Supplied text —
Real World 2.0
When I was a little girl, I wanted to be about a thousand things each day. At 9 am I wanted to be a veterinarian, and by 4 pm, a hairdresser (I practiced cutting the hair off of my Barbie who I ultimately threw into the fire … this might have been a good time to start therapy…). I felt limitless. I could be anything I wanted to be.
A lot has changed over the past few months. I moved into an apartment, and I have a job where people continue to congratulate me on having a job. (Is it written on my face that I’m an English major, I don’t know…).
It wasn’t a huge, sweeping move. But it takes great courage, I think, to go anywhere new, to separate yourself from what you’ve once known and who you once were.
Do I excel at the adult life? …No. I mean, I’m not exactly street-smart (I got lost in Exeter this summer and I’ve only lived here for fifteen years…) and unless there is a company out there that is looking to hire the world’s most indecisive person, I have to learn to put myself on a strict budget (which will start tomorrow, I swear…). Because wait, like has anyone ever realized how expensive everything is? It’s so hard to find that balance between my need for pickles/coffee/heat and dealing with my alter-ego who thinks she’s Kim Kardashian and will drop half a week’s paycheck at the bar.
It’s so, so terrifying to be on my own. And it’s so, so great.
On my list of things that I don’t know to handle - somewhere between my feelings and geometry - is “the future.” I even have to put “the future” in quotations because I seriously feel a case of hives coming on thinking about all of the career/relationship/every other kind of question that I’ll have no idea how to answer that will be asked on Thanksgiving by my much more stable family (but to quote Hemingway, “Thank God for wine”) ((actually I’m not sure he ever said it but I know he was thinking it/I’ll be drinking it…)). I didn’t know then, and I don’t know now. Somebody guide me through my life. Please pass the rolls…
There has never been a time for me when “the future” has been concrete, something that has been without quotation marks. The things I want are often the things that I know in my heart scare me the most, and it’s so hard for me to form a solid idea or goal of where I can see myself ending up. I can’t even choose between Ben & Jerry flavors; how am I supposed to make some of these major, life-altering decisions? Why is everyone else so good at it? Was there a class for this that I slept through?

Listed records —
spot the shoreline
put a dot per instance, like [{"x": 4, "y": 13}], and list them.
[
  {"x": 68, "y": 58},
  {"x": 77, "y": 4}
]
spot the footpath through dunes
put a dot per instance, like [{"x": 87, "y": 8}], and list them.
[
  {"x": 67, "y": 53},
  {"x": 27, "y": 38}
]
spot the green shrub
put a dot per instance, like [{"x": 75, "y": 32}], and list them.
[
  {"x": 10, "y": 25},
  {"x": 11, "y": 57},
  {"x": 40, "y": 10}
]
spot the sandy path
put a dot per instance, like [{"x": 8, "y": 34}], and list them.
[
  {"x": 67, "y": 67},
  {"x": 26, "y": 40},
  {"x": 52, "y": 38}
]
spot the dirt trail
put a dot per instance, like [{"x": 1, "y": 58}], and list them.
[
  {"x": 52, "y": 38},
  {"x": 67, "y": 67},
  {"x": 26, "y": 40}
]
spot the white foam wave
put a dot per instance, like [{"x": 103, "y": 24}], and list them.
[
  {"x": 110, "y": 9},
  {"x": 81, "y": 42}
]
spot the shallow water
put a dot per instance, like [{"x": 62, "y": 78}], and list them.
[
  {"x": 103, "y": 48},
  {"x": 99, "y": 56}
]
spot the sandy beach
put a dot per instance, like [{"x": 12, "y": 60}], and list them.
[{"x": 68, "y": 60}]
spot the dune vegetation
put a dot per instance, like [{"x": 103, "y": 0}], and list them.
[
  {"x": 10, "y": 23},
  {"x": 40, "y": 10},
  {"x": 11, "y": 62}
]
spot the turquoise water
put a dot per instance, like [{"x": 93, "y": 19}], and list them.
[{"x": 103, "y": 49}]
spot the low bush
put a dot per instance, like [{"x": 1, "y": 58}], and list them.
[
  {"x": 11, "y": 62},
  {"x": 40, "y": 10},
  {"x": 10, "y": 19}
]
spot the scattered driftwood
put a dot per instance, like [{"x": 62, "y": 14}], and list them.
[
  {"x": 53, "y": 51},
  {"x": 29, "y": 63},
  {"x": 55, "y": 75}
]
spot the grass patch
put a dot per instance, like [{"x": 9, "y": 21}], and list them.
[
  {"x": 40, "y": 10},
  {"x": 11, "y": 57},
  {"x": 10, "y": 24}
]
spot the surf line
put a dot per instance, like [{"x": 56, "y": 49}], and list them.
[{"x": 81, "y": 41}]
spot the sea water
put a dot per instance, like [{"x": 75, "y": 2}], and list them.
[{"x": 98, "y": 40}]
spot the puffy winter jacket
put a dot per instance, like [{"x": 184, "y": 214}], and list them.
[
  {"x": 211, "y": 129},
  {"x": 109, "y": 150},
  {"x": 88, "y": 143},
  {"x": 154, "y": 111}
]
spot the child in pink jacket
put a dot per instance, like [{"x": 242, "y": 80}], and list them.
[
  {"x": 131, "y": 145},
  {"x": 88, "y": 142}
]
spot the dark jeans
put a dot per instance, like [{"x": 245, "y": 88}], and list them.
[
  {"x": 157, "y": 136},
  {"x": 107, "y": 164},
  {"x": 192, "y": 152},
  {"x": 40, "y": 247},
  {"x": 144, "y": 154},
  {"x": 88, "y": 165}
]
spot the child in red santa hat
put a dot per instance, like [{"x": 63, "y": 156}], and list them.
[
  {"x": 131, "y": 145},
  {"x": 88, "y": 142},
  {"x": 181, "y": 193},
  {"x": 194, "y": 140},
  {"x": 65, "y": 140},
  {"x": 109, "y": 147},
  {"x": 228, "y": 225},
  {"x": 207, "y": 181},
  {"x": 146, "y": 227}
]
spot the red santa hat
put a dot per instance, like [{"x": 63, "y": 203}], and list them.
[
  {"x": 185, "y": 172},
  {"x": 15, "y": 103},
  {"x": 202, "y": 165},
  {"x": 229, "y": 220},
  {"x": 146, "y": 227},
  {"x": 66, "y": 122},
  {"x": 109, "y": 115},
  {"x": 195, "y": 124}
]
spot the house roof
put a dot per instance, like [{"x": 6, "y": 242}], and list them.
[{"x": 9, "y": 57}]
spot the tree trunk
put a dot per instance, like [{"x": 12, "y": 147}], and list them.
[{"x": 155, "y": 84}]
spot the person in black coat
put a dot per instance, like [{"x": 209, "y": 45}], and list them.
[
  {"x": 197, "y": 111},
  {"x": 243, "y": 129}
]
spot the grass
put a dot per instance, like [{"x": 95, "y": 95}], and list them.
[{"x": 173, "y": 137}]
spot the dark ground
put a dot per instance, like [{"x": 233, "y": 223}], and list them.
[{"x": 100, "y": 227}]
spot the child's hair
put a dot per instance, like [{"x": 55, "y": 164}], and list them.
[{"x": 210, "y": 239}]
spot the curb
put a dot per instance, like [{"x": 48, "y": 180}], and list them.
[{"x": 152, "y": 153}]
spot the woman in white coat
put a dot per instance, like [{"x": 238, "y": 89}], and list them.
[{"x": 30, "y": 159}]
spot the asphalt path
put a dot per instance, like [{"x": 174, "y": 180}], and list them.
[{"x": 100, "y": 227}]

What you will do — Please retype the stretch of the Real World 2.0 piece from "Do I excel at" through "so, so great.". Rely only on the Real World 2.0 piece.

Reply to the exercise —
Do I excel at the adult life? …No. I mean, I’m not exactly street-smart (I got lost in Exeter this summer and I’ve only lived here for fifteen years…) and unless there is a company out there that is looking to hire the world’s most indecisive person, I have to learn to put myself on a strict budget (which will start tomorrow, I swear…). Because wait, like has anyone ever realized how expensive everything is? It’s so hard to find that balance between my need for pickles/coffee/heat and dealing with my alter-ego who thinks she’s Kim Kardashian and will drop half a week’s paycheck at the bar.
It’s so, so terrifying to be on my own. And it’s so, so great.